• [TEXTO DO DOCUMENTO]:
Messi nunca prestou atenção ao dinheiro. Disso se ocupavam seus familiares. Foi em 2013, por causa de um adiantamento de cinco milhões ao Fisco para atenuar uma sanção, que tomou consciência da necessidade de controlar suas contas e descobriu que o salário que o Barcelona lhe pagava estava muito abaixo de seu cachê: ganhava 13 milhões de euros líquidos por ano (39 milhões de reais), a metade do que ganhava Cristiano e 30% menos do que recebiam Ibrahimovic ou Rooney. Pela primeira vez dirigiu-se ao clube pessoalmente para pedir um aumento.

• [MATERIAL SELECIONADO]:
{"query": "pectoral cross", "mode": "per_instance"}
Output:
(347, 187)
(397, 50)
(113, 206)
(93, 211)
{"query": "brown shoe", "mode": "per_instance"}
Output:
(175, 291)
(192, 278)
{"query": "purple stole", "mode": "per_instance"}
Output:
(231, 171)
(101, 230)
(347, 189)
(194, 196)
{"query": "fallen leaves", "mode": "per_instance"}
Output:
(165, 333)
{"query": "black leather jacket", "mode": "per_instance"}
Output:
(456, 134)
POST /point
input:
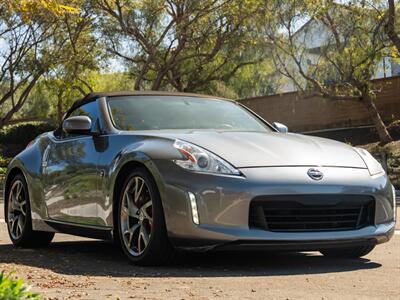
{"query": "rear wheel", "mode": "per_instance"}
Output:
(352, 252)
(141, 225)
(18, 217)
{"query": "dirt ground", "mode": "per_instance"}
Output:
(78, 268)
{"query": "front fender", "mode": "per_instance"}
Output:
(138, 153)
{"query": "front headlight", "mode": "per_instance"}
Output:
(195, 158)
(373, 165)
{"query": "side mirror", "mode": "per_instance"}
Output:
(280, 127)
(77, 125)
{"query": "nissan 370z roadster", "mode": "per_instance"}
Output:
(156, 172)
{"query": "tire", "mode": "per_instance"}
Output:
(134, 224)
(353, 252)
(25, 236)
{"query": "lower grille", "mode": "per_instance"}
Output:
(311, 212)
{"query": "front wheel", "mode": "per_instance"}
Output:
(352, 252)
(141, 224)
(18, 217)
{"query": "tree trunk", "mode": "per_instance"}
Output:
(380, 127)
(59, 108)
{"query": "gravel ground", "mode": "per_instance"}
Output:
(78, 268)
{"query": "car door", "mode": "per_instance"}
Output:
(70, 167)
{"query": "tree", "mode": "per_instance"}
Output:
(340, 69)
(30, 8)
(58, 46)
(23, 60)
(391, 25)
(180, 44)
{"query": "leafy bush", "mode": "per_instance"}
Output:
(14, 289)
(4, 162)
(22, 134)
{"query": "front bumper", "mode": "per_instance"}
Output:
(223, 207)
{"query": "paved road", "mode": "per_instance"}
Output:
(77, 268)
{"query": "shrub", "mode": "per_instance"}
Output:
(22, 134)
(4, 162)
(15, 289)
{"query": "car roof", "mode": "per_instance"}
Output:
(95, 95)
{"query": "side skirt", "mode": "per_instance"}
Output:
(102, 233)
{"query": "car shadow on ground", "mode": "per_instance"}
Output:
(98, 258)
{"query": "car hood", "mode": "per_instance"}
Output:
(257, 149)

--

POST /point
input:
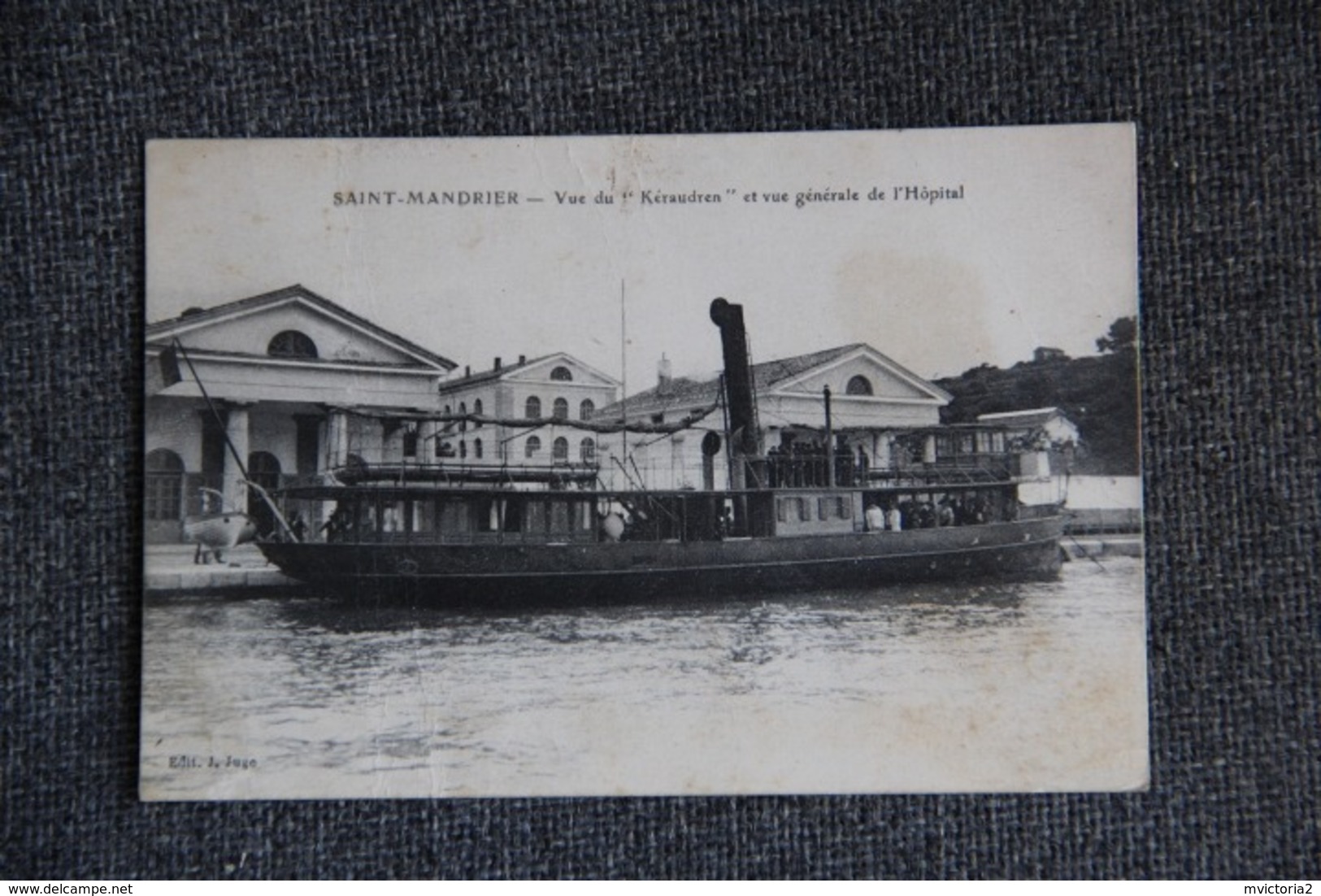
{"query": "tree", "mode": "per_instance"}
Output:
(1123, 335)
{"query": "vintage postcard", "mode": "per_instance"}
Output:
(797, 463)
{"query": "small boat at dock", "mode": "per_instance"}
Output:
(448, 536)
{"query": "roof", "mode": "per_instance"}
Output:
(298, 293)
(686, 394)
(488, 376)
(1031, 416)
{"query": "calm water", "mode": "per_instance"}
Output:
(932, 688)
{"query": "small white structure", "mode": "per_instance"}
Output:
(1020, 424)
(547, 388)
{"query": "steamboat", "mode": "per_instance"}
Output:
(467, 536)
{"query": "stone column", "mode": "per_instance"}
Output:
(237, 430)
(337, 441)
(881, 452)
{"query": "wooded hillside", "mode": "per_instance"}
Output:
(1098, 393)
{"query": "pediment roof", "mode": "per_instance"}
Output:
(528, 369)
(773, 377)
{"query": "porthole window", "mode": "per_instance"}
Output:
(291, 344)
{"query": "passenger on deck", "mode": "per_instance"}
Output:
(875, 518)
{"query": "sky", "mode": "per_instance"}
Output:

--

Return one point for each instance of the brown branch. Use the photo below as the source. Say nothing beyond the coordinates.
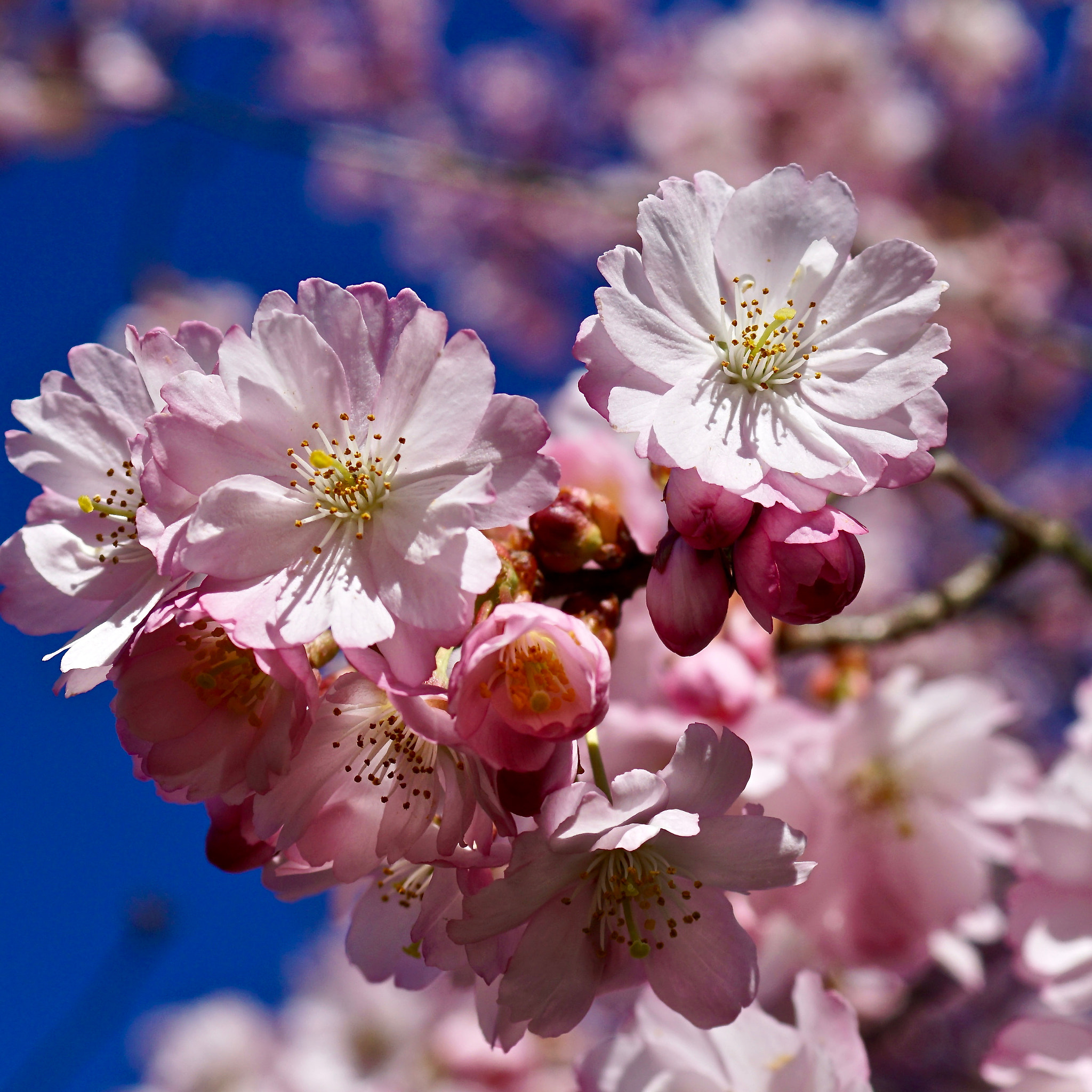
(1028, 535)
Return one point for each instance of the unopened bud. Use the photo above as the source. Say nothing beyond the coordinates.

• [AÇÃO REQUERIDA A]: Transcreva do texto sobre o salário de Messi o trecho compreendido entre "Messi nunca prestou" e "pedir um aumento.", inclusive.
• [AÇÃO REQUERIDA B]: Prossiga com a redação do texto sobre o salário de Messi a partir de sua última frase.
O material apresentado não guarda relação com o texto sobre o salário de Messi.

• [ESPAÇO PARA RESPOSTA A]:
Messi nunca prestou atenção ao dinheiro. Disso se ocupavam seus familiares. Foi em 2013, por causa de um adiantamento de cinco milhões ao Fisco para atenuar uma sanção, que tomou consciência da necessidade de controlar suas contas e descobriu que o salário que o Barcelona lhe pagava estava muito abaixo de seu cachê: ganhava 13 milhões de euros líquidos por ano (39 milhões de reais), a metade do que ganhava Cristiano e 30% menos do que recebiam Ibrahimovic ou Rooney. Pela primeira vez dirigiu-se ao clube pessoalmente para pedir um aumento.

• [ESPAÇO PARA RESPOSTA B]:
Então, segundo fontes do vestuário do Barça, descobriu que a diretoria suspeitava de sua honestidade e de seu compromisso. Em lugar de fazer uma oferta, viraram as costas e passaram meses divulgando à imprensa local que tinha se convertido no jogador mais bem pago do mundo. Messi interpretou estes movimentos como uma tentativa de desprestigiá-lo expondo-o à opinião pública como um ambicioso que não rendia tão bem porque agora era um materialista sem outras ambições. Contam seus amigos que Messi estava convencido de que atrasavam sua renovação porque havia membros da diretoria de Bartolomeu que o comparavam a Ronaldinho. Segundo acredita o jogador, estes dirigentes recomendavam vendê-lo depois do Mundial porque diziam que, assim como o "gaúcho" em 2006, ele havia perdido a motivação. Messi sentiu isso como uma deslealdade e uma falta de reconhecimento com quem ganhou sozinho a Liga em 2013, esteve meses parado por jogar a Champions machucado e foi responsável pela época mais bem-sucedida na história do time. A formalização de um contrato de renovação no final de maio não fechou a ferida. Messi confessa a seus colegas que não é o dinheiro que o aflige, mas a repentina sensação de ter ficado sozinho quando mais precisou de apoio.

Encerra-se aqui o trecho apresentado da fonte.